## Begin SUPPLIED PASSAGE

Friday, November 23, 2007

Little Nose Johnson Memorial



Little-Nose Johnson always traveled and parked his trailer with the giant Royal Coachman fly mounted on the back side.
But at night, he put it away in a shoe box with his prized foot-long African porcupine quills, and the foot-long fly rods he made from turkey tail feathers.
I more or less inherited the trailer, but I had no place for it, so now it is permanentlty out back on my brother's place as the Little Nose Johnson Family Museum. It is not open to the public, except here.

Monday, November 19, 2007

The Practical Body














There are disadvantages to having legs no longer than a turkey does - like me. But have you ever seen a turkey run?
I don't mean one of those poor white, breast-enhancement victims who can't even copulate without a saddle and a wrangler.
I mean a wild, bronze-'back, native American turkey, as in the song:

"Another man done gone,
like a turkey through the corn".

Wild turkeys can fly, but with those legs they generally don't need to.
The turkeys on our hill roost at night high up in the pines, make just one long flight a day down to the water, and then spend the rest of the day walking and feeding up the hill.
That is the turkey way.
I have often lived that life myself, more or less, and anyway I've got that dark brontasaural leg-meat. Short and Springy are my two legs.
I am especially well proportioned for up or down hill runs, for scooting over rough or broken ground, and through Alders, Brambles, and Buckthorns.

Yeah, but beyond pedestrian activities, my unusual proportions have been a big natural advantage in about everything I have chosen to do: which does not include pushing your normal height wheelbarrow, but does include writing with this here laptop computer. I can sit on the floor of my little house with the clam shell open on my shins and adjust the screen-angle with my feet, like I just did. Or I can stand with it open on the feed bowl and rock around it typing like Jerry Lee Lewis, like I am doing now.
This thing is my best toy or tool since my Magic Slate . I am glad that we left it open under a leaking skylight so that my brother had to get a new one, and fix this one up for me.
Years ago, in the seventies, I taught myself to type using four finger (six if you count the thumbs) pecking and punching a manual acoustic Remington office machine abandoned by the Cornell English Department when they went electric. It was in Alan Pike's Goldwyn Smith Hall office way upstairs in the garret. That's where l wrote the Little book of Wise Cracks which I xeroxed, and sold on the street. It was all short and to the point, not that many words, and not much typing really. Now, if I type for hours at a time with this computer on my lap ( no matter how well proportionally I am suited to it) I get stiff as yesterdays deceased, even if I am sitting straight. I don't see how all those big-leg professional writers and typers in offices
can endure to lay it down all day like factory chickens. Writing couldn't be a very healthful profession. I would rather be roofing.

Rusty Hen is in with me just now, and has taken an interest in my key-board pecking behavior, which is just about the same action that I use to get the chicks to eat whatever.
Now she is pecking at the quotation marks and, of course, only producing a comma on screen.
I think I'll discourage her from writing and trying to make sense in such a complicated and indirect way.

We communicate very well by being more direct: Right now, she is curious about my activity but she has let me know that she is primarily here to ask if I have any pancakes on me.
David makes pancakes most every day and the chickens get most of them.
The economy of this really makes very little sense to one who has lived on the edge, but beyond that consideration, he always includes at least one egg per batch of pancake batter, and that is just plain taboo.

## End SUPPLIED PASSAGE
## Begin ITEMS

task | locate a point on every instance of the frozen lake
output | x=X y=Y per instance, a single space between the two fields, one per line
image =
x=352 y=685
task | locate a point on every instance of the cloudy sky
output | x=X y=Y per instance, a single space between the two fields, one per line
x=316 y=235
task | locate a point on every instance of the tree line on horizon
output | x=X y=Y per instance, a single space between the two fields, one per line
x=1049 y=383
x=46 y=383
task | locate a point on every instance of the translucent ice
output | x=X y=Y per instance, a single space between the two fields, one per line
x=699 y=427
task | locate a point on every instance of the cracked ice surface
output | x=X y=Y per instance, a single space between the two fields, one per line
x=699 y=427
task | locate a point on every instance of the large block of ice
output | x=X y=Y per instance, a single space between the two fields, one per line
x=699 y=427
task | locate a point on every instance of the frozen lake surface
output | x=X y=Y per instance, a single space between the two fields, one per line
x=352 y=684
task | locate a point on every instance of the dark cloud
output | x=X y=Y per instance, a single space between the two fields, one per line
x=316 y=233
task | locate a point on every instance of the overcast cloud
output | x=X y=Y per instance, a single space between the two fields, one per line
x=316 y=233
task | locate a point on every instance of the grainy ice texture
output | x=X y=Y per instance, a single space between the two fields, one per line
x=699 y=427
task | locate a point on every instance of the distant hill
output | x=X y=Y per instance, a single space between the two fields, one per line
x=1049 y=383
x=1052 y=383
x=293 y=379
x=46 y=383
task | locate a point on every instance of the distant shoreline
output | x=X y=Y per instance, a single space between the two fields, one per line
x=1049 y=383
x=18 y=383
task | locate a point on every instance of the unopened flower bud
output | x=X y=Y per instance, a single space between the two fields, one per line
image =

## End ITEMS

### WHAT THIS EXERCISE ASKS
a) Rewrite the stretch of the turkey piece from "That is the" through "Brambles, and Buckthorns.", swapping "Buckthorns" for "Blackberries".
b) Please print the stretch of the listing from the line containing "the distant hill" through the end of the listing, reproducing each line character for character.

### FULL SOLUTIONS
a)
That is the turkey way.
I have often lived that life myself, more or less, and anyway I've got that dark brontasaural leg-meat. Short and Springy are my two legs.
I am especially well proportioned for up or down hill runs, for scooting over rough or broken ground, and through Alders, Brambles, and Blackberries.

b)
task | locate a point on every instance of the distant hill
output | x=X y=Y per instance, a single space between the two fields, one per line
x=1049 y=383
x=1052 y=383
x=293 y=379
x=46 y=383
task | locate a point on every instance of the distant shoreline
output | x=X y=Y per instance, a single space between the two fields, one per line
x=1049 y=383
x=18 y=383
task | locate a point on every instance of the unopened flower bud
output | x=X y=Y per instance, a single space between the two fields, one per line
image =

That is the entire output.